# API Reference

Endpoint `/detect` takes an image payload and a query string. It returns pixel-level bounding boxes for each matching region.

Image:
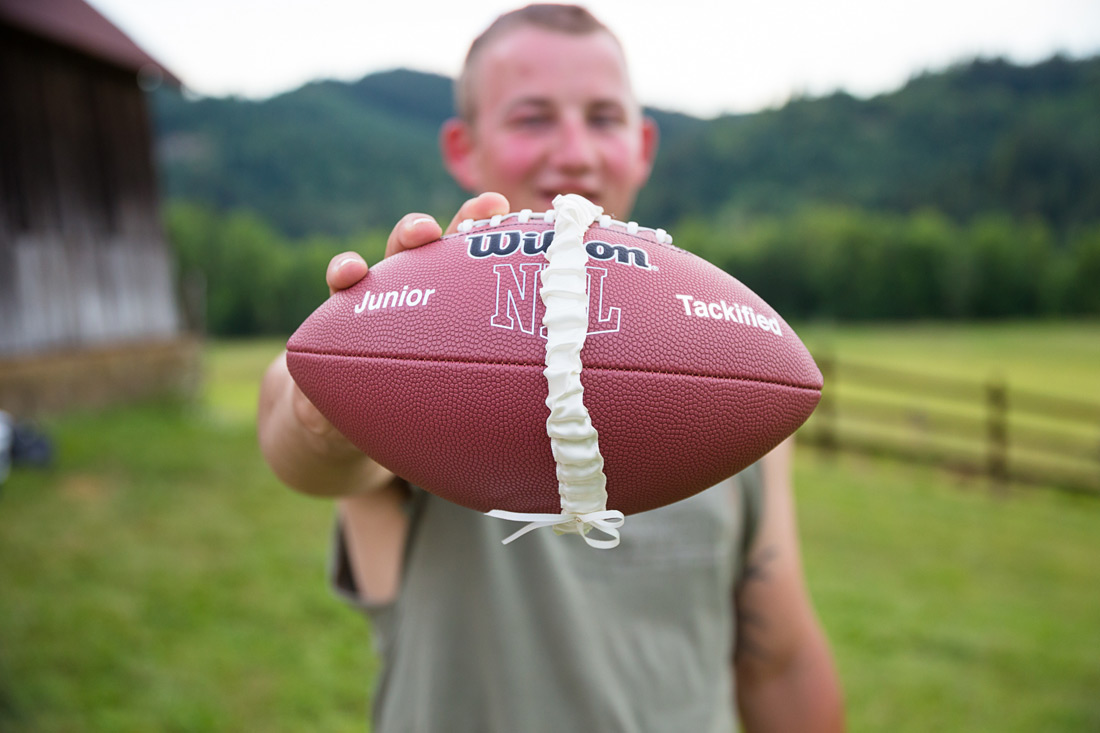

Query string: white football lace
[459,205,672,244]
[488,194,626,549]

=-=-=

▶ What you should do:
Can you copy the records above word for word, leaving out the pictures?

▶ The solution:
# API Reference

Endpoint `/detect` takes an image payload and a query string. It returns pixel-level bounding boxes for each matching region.

Image:

Query string: white football lace
[459,205,672,244]
[488,194,626,549]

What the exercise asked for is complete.